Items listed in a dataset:
────────

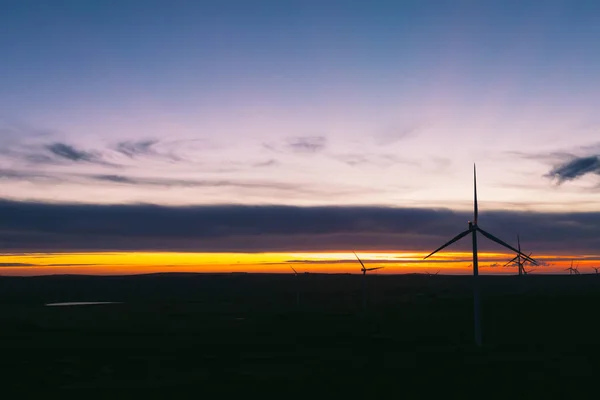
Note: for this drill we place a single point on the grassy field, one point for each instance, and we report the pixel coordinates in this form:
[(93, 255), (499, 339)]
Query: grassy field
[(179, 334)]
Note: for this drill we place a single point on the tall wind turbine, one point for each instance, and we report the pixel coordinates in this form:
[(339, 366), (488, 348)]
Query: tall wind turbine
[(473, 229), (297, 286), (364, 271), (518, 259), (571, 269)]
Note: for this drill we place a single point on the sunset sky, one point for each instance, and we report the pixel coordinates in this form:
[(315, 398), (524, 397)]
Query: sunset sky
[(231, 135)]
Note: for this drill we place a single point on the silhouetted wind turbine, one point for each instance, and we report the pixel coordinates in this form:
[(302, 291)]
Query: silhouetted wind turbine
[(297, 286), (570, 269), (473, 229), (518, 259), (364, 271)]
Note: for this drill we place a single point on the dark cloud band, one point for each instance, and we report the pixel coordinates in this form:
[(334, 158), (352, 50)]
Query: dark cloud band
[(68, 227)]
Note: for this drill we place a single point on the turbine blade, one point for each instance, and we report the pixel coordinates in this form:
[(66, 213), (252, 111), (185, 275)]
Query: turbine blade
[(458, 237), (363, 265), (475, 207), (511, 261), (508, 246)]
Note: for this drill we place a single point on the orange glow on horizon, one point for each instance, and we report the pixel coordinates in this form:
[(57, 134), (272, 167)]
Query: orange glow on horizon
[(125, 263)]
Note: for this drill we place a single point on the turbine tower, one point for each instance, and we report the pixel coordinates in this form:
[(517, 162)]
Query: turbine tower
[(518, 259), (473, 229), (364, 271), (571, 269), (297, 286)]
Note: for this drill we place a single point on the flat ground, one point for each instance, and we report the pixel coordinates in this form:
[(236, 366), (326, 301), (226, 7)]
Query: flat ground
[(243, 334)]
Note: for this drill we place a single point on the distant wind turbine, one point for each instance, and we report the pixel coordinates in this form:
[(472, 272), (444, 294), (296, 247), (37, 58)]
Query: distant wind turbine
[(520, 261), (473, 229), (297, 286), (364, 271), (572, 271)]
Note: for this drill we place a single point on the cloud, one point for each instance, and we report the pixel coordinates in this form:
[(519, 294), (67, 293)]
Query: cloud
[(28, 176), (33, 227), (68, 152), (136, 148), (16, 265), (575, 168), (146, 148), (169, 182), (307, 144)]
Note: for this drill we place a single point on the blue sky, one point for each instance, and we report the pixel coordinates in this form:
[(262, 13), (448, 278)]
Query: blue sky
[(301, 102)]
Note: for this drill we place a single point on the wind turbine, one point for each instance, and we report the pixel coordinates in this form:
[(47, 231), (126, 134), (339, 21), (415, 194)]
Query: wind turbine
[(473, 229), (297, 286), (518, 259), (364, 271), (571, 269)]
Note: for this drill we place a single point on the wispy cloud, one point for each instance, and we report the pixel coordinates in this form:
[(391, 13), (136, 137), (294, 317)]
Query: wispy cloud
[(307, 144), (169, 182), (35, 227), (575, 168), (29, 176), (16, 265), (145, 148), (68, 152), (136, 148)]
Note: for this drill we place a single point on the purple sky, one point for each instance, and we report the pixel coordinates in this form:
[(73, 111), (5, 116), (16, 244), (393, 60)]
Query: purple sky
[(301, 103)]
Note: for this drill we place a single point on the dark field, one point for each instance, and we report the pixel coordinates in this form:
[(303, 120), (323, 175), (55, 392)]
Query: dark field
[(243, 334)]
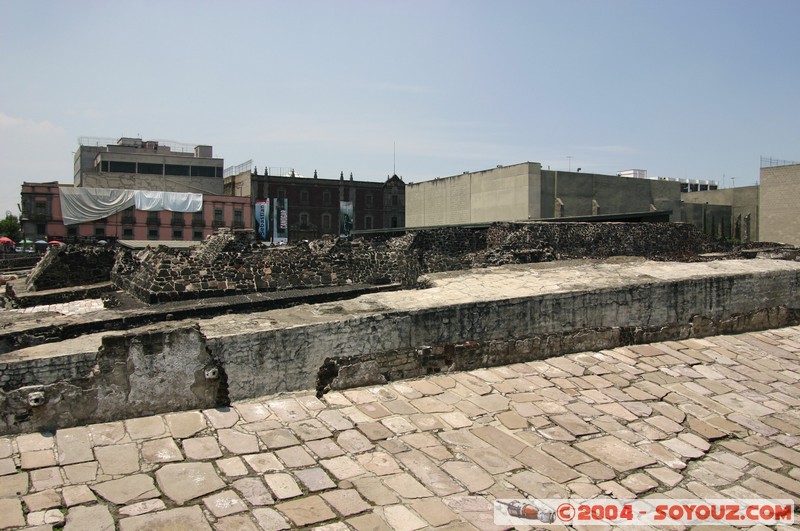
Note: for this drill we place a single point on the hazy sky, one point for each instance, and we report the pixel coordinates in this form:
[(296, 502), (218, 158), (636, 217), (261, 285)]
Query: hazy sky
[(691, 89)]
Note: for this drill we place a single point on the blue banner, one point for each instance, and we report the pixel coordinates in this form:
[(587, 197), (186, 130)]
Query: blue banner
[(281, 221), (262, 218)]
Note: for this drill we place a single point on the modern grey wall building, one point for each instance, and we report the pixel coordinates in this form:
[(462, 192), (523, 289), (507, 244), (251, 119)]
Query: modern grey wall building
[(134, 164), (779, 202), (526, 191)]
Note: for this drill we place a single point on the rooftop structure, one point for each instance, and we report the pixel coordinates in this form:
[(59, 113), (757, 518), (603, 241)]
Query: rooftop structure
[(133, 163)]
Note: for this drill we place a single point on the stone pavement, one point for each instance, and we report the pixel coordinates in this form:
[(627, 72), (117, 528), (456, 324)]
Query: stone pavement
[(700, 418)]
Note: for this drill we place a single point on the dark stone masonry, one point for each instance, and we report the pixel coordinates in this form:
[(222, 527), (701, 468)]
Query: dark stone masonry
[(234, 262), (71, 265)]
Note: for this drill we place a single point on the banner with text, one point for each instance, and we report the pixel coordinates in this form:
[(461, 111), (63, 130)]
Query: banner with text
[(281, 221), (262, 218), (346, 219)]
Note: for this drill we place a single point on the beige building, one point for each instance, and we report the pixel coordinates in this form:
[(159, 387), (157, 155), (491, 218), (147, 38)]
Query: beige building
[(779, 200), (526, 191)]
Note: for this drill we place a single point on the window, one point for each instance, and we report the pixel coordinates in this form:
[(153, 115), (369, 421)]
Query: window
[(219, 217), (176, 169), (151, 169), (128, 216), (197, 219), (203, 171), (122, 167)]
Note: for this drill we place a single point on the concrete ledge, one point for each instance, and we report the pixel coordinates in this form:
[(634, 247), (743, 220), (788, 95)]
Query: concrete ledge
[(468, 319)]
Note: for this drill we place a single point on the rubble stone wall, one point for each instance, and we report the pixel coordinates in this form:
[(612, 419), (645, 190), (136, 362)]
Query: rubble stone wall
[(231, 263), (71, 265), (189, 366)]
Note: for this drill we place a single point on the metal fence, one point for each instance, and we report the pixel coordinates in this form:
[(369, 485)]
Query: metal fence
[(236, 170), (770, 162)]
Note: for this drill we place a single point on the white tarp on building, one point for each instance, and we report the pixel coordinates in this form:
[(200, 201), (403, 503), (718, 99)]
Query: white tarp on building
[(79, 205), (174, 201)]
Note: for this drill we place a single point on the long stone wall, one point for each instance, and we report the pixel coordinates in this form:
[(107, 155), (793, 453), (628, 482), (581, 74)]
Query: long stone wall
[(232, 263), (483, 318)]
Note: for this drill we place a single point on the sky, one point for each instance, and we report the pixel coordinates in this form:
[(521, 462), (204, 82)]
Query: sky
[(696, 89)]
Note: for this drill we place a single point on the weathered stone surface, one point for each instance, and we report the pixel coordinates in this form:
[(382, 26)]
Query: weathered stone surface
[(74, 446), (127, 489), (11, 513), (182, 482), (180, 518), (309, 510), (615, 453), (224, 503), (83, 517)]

────────

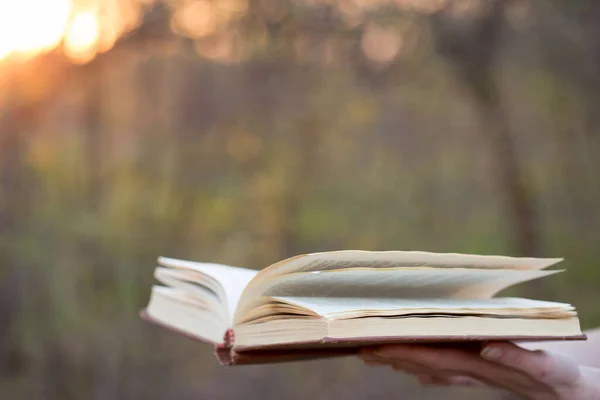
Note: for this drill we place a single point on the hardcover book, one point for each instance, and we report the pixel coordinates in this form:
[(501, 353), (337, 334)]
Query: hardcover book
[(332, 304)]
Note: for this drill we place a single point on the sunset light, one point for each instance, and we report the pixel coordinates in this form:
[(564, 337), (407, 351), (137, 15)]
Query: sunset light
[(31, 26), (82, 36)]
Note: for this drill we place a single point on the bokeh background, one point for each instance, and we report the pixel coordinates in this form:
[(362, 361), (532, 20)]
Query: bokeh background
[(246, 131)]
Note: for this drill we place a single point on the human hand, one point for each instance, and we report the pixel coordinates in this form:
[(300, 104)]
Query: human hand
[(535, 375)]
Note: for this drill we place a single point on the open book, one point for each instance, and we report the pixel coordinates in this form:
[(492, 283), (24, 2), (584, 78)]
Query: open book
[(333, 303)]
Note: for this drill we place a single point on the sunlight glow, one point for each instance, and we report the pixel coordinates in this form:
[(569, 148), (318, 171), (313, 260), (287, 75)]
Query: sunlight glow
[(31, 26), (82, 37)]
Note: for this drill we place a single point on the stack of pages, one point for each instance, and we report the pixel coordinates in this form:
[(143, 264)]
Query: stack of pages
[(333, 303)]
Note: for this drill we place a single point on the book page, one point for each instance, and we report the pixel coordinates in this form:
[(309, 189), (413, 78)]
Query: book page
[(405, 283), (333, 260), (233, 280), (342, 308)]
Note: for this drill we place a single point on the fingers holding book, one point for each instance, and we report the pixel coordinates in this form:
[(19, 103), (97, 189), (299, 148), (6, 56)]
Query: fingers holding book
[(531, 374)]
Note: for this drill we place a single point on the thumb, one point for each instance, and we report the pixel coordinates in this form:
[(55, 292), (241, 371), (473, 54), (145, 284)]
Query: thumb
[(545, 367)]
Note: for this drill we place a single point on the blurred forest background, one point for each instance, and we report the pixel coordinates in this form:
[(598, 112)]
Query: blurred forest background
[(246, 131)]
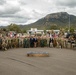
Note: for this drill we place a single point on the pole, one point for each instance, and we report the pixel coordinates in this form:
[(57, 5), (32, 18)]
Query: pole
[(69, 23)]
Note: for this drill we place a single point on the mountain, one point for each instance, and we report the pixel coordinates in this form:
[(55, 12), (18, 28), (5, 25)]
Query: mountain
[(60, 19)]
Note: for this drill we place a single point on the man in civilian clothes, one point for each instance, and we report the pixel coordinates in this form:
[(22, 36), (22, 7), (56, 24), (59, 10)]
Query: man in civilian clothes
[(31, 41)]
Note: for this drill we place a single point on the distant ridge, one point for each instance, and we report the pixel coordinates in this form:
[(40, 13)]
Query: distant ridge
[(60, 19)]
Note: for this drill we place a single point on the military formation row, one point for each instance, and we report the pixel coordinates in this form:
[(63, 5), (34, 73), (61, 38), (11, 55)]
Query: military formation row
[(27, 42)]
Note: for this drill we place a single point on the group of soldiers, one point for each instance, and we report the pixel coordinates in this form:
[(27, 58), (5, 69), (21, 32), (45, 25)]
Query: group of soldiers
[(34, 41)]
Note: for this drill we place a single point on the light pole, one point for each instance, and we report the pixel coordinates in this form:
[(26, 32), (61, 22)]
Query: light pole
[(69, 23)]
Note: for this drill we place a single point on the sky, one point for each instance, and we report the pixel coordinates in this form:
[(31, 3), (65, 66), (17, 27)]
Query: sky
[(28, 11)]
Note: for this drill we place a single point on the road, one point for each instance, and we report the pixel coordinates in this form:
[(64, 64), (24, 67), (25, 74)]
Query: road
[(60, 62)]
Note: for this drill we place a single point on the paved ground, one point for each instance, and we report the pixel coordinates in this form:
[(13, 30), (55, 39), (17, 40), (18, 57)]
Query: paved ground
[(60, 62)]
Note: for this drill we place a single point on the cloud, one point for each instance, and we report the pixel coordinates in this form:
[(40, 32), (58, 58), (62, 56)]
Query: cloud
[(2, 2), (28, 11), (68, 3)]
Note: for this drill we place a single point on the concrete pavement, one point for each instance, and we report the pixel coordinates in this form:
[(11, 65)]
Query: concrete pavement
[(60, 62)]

────────

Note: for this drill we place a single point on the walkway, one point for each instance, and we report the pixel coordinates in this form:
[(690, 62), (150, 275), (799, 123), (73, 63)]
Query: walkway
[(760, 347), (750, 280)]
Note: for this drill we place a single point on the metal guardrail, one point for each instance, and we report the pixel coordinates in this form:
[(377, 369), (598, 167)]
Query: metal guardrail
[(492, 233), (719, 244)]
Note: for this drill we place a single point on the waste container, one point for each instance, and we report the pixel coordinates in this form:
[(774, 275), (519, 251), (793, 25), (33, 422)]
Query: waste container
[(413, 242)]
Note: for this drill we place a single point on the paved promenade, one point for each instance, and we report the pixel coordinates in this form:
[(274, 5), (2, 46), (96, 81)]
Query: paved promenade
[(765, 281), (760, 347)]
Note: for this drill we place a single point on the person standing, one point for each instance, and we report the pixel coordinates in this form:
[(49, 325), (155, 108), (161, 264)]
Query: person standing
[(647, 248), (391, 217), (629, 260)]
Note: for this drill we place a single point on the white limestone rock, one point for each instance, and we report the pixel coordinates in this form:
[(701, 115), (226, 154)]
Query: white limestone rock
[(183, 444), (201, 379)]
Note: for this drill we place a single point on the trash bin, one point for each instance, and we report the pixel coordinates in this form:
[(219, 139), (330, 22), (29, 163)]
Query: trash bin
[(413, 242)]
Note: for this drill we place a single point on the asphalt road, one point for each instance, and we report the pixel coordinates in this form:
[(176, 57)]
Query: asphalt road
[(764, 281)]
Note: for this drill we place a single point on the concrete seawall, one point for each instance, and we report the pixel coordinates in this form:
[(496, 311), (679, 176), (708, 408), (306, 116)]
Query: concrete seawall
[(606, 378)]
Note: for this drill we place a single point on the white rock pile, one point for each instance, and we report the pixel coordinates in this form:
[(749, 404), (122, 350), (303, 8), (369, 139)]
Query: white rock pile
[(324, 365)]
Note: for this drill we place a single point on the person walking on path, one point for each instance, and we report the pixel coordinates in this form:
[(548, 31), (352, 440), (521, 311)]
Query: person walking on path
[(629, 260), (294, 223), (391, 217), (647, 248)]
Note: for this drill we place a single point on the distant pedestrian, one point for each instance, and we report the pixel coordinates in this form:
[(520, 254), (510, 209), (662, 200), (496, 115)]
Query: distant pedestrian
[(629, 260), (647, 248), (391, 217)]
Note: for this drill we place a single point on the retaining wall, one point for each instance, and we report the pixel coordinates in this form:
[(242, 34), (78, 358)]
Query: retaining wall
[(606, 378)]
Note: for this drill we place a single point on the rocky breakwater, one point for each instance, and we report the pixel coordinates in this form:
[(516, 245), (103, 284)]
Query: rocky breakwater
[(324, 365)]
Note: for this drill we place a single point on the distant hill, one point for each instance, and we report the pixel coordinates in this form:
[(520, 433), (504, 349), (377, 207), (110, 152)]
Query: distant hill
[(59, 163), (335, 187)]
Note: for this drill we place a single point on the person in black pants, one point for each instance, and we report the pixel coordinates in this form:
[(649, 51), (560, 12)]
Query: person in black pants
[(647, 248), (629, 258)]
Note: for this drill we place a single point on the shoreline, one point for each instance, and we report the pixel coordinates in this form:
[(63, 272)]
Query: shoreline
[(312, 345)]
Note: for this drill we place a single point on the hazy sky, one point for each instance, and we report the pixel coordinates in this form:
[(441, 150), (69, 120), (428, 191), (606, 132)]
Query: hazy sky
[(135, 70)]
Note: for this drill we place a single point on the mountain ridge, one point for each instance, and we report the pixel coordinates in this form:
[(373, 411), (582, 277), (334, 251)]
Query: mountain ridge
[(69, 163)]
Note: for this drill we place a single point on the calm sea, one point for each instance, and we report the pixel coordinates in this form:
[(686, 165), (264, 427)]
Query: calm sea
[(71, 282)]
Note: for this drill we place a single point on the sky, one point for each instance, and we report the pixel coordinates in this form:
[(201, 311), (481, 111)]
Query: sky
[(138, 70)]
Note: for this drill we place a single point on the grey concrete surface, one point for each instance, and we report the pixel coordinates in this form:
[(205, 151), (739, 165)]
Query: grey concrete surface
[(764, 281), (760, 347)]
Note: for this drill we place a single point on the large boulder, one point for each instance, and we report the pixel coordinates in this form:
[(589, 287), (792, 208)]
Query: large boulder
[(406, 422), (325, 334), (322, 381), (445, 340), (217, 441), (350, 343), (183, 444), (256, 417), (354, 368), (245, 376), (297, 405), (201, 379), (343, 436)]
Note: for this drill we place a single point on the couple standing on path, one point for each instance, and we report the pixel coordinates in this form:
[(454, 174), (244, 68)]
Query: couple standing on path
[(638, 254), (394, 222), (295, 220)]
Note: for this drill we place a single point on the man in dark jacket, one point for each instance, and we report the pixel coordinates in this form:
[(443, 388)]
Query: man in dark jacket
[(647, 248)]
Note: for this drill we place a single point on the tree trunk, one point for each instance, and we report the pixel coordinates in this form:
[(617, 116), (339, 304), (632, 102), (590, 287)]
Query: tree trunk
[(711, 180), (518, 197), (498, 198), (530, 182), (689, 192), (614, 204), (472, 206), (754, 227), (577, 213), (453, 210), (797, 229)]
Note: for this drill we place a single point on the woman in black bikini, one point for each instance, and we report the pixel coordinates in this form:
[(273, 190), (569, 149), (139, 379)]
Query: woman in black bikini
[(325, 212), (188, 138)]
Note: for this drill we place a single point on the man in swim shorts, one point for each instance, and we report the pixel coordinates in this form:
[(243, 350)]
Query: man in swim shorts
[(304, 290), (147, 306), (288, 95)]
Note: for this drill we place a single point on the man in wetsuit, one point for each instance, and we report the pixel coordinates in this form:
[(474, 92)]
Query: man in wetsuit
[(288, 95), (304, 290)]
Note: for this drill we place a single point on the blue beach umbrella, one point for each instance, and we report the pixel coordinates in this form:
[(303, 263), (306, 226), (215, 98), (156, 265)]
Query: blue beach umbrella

────────

◆ **Work to complete**
Rewrite the part of the items that opens with the line containing "on the grassy" and closes with the line containing "[(518, 259), (473, 229), (364, 271), (571, 269), (297, 286)]", putting "exercise" wherever "drill" appears and leaving everything else as it is. Give only those lines.

◆ **Solution for this task**
Note: for this exercise we place a single point on the grassy field, one point for each instance, and we report the pixel coordinates in this form:
[(93, 255), (499, 339)]
Query: grassy field
[(179, 334)]
Note: for this exercise we place a single point on the tall wind turbine, one point for each instance, and we report the pixel coordinates in this form:
[(339, 366), (488, 348)]
Query: tall wind turbine
[(473, 229), (297, 286), (364, 271), (518, 259), (571, 269)]
Note: for this exercise we place a single point on the sunset sky, one point for each instance, and we report the pixel coordinates in this form:
[(315, 398), (524, 397)]
Query: sunset sky
[(231, 135)]
Note: for this exercise we place a single point on the silhouetted wind turbine, one point for each instance, and we report the pixel coordinates in this form:
[(302, 291)]
Query: silhouetted wind turbine
[(297, 286), (570, 269), (473, 229), (518, 259), (364, 271)]
Note: for this exercise we place a single point on the dark cloud band, one point for each instance, and we report the pixel coordinates in this form:
[(334, 158), (352, 50)]
Query: dark cloud band
[(68, 227)]
Note: for this exercise we place a single point on the turbine blade, one point for each instance, and we report the pixel coordinates in this form:
[(66, 213), (252, 111), (185, 275)]
Query: turbine blade
[(458, 237), (363, 265), (475, 207), (511, 261), (508, 246)]
Note: for this exercise we place a single point on the orange glow on horizon, one point for each instance, and we report the pixel coordinates in this form:
[(57, 134), (272, 167)]
Query: orange glow on horizon
[(125, 263)]
Note: for this exercise we place a single point on the turbine tower, one point for each instance, and we report the pixel coordinates in this form:
[(517, 162)]
Query: turbine tower
[(518, 259), (473, 229), (364, 271), (571, 269), (297, 286)]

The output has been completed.